Supplied passage:

━━━━━━━━━━━━━━━━━━━━━━━━━━━━━━

[squeak-dev] Using V8 for other languages

Eliot Miranda eliot.miranda at gmail.com
Fri Sep 5 22:23:52 UTC 2008


On Fri, Sep 5, 2008 at 1:30 PM, Stephen Pair <stephen at pairhome.net> wrote:

> On Fri, Sep 5, 2008 at 3:17 PM, David Griswold <
> david.griswold.256 at gmail.com> wrote:
>
>>
>> Yes, it's becoming clear that V8 doesn't do anything that radically new or
>> magical, and that it was specifically designed for JavaScript, not as any
>> kind of universal dynamic language VM.  I'm especially disappointed at
>> Eliot's observation that it doesn't have a bytecode intermediate form,
>> although they may do mixed-mode execution by first interpreting the AST.
>>
>
> Why is that a bad thing?  I actually thought that was one of the most
> interesting aspects.  Bytecodes can provide you a concise portable format,
> but you could also do that by compressing or otherwise condensing source
> code (which I guess one way of condensing is to map to bytecode).  I'm not
> saying bytecodes wouldn't be desirable, but there's something appealing (to
> me) about a direct translation from source to machine code and I'm curious
> what other advantages bytecodes might have.

━━━━━━━━━━━━━━━━━━━━━━━━━━━━━━

Data excerpts:
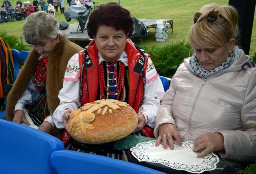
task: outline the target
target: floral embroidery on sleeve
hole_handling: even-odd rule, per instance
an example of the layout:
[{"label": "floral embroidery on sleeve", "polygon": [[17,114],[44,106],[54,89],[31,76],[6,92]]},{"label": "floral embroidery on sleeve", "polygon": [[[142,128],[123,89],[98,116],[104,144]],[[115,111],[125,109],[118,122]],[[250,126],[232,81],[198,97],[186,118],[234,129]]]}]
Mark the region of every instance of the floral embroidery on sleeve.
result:
[{"label": "floral embroidery on sleeve", "polygon": [[155,66],[151,59],[148,58],[148,64],[146,70],[146,81],[148,82],[156,79],[159,75],[157,73]]},{"label": "floral embroidery on sleeve", "polygon": [[78,66],[69,64],[66,68],[63,81],[77,81],[79,76],[80,68]]}]

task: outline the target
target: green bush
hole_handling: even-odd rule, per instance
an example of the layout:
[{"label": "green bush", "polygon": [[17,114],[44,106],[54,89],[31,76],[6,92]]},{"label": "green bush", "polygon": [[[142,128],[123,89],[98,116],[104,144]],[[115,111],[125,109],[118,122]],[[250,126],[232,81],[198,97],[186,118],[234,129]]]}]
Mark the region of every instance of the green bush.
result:
[{"label": "green bush", "polygon": [[187,41],[183,41],[163,46],[152,47],[141,46],[151,59],[158,73],[166,77],[172,78],[184,59],[189,56],[192,47]]},{"label": "green bush", "polygon": [[[254,53],[254,59],[255,58],[255,53]],[[255,59],[254,59],[254,60]],[[254,63],[255,62],[254,62]],[[254,128],[254,130],[256,130],[256,125],[254,125],[253,127]],[[256,135],[255,135],[256,137]],[[256,140],[255,140],[256,141]],[[243,173],[244,174],[255,174],[256,173],[256,163],[251,164],[249,166],[247,166],[244,170],[241,170],[240,171],[241,173]]]},{"label": "green bush", "polygon": [[253,56],[251,57],[252,60],[252,62],[254,63],[254,64],[256,64],[256,52],[254,53]]}]

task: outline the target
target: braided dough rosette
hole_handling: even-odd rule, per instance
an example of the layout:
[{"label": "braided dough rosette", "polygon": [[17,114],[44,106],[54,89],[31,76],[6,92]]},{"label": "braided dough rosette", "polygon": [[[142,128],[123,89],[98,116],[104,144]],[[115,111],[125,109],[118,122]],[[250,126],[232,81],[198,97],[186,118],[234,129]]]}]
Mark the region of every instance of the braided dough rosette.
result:
[{"label": "braided dough rosette", "polygon": [[128,104],[118,100],[97,100],[73,111],[68,132],[76,141],[97,144],[118,140],[136,128],[138,117]]}]

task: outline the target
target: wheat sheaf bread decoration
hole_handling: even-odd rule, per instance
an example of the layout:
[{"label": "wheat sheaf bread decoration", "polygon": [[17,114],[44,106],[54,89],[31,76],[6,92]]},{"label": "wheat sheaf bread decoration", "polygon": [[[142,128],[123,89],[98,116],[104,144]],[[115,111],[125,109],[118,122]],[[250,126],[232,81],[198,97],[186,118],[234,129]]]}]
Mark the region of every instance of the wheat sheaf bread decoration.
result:
[{"label": "wheat sheaf bread decoration", "polygon": [[91,144],[120,139],[131,134],[138,123],[129,104],[112,99],[86,103],[70,114],[68,132],[77,141]]}]

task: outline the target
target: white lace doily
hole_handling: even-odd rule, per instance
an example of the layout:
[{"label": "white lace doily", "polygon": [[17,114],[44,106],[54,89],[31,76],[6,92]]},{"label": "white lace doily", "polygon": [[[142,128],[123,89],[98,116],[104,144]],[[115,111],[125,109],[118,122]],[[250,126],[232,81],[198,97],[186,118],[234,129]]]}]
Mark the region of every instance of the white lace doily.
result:
[{"label": "white lace doily", "polygon": [[156,165],[161,164],[174,169],[194,173],[214,170],[219,160],[213,152],[197,158],[197,155],[202,151],[193,152],[194,142],[192,141],[182,142],[182,145],[180,146],[177,141],[174,141],[173,150],[169,146],[167,149],[164,149],[162,142],[156,147],[156,140],[153,140],[139,143],[131,148],[132,154],[140,162],[148,162],[153,165],[155,163]]}]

━━━━━━━━━━━━━━━━━━━━━━━━━━━━━━

Tasks to complete:
1. From the V8 mailing-list post, repeat the text from "On Fri, Sep 5, 2008 at 1:30" up to and including "interpreting the AST.".
2. In the V8 mailing-list post, what does Stephen Pair say bytecodes can provide?

Answers to the exercise:
1.
On Fri, Sep 5, 2008 at 1:30 PM, Stephen Pair <stephen at pairhome.net> wrote:

> On Fri, Sep 5, 2008 at 3:17 PM, David Griswold <
> david.griswold.256 at gmail.com> wrote:
>
>>
>> Yes, it's becoming clear that V8 doesn't do anything that radically new or
>> magical, and that it was specifically designed for JavaScript, not as any
>> kind of universal dynamic language VM.  I'm especially disappointed at
>> Eliot's observation that it doesn't have a bytecode intermediate form,
>> although they may do mixed-mode execution by first interpreting the AST.

2. A concise portable format.